Exercise instructions: Retype all of the material below line for line, keeping every word, number, and space unchanged.

Dataset extract:
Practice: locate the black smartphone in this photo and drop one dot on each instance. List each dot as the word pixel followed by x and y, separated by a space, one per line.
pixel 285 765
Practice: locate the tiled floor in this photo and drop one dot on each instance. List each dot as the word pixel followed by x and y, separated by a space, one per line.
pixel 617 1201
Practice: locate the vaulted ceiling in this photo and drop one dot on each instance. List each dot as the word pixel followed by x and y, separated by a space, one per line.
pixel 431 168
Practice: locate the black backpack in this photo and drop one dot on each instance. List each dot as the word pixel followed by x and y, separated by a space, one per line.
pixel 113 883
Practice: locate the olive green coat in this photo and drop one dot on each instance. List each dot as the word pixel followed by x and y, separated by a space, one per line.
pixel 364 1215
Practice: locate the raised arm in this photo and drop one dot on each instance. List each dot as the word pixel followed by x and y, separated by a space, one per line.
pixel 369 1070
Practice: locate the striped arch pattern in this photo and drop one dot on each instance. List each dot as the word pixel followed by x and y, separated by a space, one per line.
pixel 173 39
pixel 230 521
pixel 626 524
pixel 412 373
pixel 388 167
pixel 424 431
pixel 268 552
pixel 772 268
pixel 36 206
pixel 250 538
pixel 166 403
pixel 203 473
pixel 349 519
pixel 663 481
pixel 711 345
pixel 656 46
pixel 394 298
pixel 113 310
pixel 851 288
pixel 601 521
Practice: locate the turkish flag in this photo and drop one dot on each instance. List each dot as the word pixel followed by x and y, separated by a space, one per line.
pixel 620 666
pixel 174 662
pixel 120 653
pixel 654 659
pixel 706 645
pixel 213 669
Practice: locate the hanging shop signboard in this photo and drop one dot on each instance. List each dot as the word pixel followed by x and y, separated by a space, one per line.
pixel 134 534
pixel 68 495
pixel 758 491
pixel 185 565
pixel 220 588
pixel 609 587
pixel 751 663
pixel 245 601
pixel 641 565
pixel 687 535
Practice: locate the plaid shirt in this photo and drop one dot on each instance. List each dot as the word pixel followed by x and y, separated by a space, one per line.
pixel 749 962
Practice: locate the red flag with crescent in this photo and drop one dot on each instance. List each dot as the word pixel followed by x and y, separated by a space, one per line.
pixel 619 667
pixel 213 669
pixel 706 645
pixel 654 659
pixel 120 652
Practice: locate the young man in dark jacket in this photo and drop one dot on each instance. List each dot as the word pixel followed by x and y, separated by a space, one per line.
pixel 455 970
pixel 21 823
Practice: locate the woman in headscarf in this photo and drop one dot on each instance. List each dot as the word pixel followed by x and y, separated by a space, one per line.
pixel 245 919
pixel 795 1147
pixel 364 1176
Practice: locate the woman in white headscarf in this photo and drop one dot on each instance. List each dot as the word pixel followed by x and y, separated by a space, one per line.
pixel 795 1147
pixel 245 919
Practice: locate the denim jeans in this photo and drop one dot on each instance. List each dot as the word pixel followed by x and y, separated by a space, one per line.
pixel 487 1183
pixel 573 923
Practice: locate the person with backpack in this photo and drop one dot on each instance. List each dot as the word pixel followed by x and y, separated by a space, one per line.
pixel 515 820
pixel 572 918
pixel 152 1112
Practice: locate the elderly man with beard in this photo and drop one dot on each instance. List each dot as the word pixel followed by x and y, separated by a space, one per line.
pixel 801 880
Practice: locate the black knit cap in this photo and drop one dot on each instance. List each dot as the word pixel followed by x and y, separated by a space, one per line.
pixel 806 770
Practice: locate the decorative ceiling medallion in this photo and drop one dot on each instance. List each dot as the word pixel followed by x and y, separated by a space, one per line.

In response:
Practice: locate the black smartphone in this photo and drop one dot on each instance. List each dot as the word pixel followed by x and y, separated by a space, one per line.
pixel 285 765
Practice: locate the tiled floor in this photo and drop one dot on each instance. List each dot as the word pixel followed by x and y, separated by a space, one per line.
pixel 617 1201
Practice: locate the vaulted ceiling in this photo and drop one dot on each instance. List each dot as the word pixel followed by x and y, separated by a space, one per line.
pixel 431 168
Practice: locate the black backpack in this photo and drop one dot on each instance. List each dot as the word pixel followed by x and y, separated by a space, one per line.
pixel 113 883
Practice: locate the olive green coat in this photo and drop one dot on each instance. List each dot as the word pixel followed by x and y, separated by a space, one per line.
pixel 364 1215
Practice: locate the raised arm in this photo and drop one dot on each instance. List each dot as the word pixel followed by x and y, separated by a space, one per line.
pixel 369 1070
Practice: locate the striped arch pattern in this photo and drop one dot on each instance. List each dot as the word pixel followed by x and y, separated by a space, one per line.
pixel 173 39
pixel 230 521
pixel 626 524
pixel 412 373
pixel 388 167
pixel 424 431
pixel 268 552
pixel 772 268
pixel 36 206
pixel 250 538
pixel 166 403
pixel 203 473
pixel 349 519
pixel 663 481
pixel 711 345
pixel 656 46
pixel 394 298
pixel 113 310
pixel 851 288
pixel 601 521
Practice: locate the turkish flag in this photo and drop one dot on each instance. List each dot as the word pixel followed by x and y, separated by a space, one per line.
pixel 620 666
pixel 174 662
pixel 120 653
pixel 654 659
pixel 706 645
pixel 213 669
Practice: locate the hanging shop signboard in this photo and drop one dot on each instance. List each dot as the word pixel followed by x and y, separated by a space, one per line.
pixel 134 534
pixel 68 495
pixel 758 491
pixel 185 565
pixel 220 588
pixel 609 587
pixel 751 663
pixel 245 601
pixel 641 565
pixel 687 535
Practice: locate the plaid shirt in this photo and drop one dot on each instance. List each dot as the word pixel followed by x and y, separated by a space, one per line.
pixel 749 962
Practice: locate the red flag with crescent in this photo and drop one dot on each instance. List each dot as the word pixel followed by x and y, separated by a space, one per line.
pixel 619 667
pixel 213 669
pixel 706 645
pixel 654 659
pixel 120 652
Practice: locate the young man in dark jacket in this photo and drop one dot on each instance. List each dot as the word pixel followed by x and y, separated by a space, one per line.
pixel 455 970
pixel 21 823
Practice: locate the woman in headscarf in this photo and drop one dot on each instance. List each dot as the word pixel followed by x and y, separated by a space, one per line.
pixel 245 919
pixel 795 1147
pixel 364 1176
Practice: locate the woman in white headscarf in this photo and drop one dot on each instance. List each dot as the word pixel followed by x and y, separated by a space, one per line.
pixel 795 1147
pixel 245 919
Practice: locate the denim jeans in this photo and drop one dot on each instance. List each dot as the word pixel followed by x and y, separated by a space, one per line.
pixel 487 1183
pixel 573 923
Practice: locate the person with backpack in this photo and drop one dot on each instance. List each dot as the word pixel followed by x and y, separated by a space, one per line.
pixel 515 820
pixel 572 918
pixel 152 1112
Practice: locate the elderly man with beard in this photo and drop one dot on each instance. List each dot as the word pixel followed by x and y, separated by a space, one per line.
pixel 801 880
Practice: locate the black knit cap in this photo and drop one dot on each instance. List each dot as the word pixel followed by x and y, separated by a space, one per line.
pixel 806 770
Practice: locate the decorative ceiling medallion in this photo and drop one dot on each instance. List each dot as the word pixel followed by x and y, separated by a space, one per line.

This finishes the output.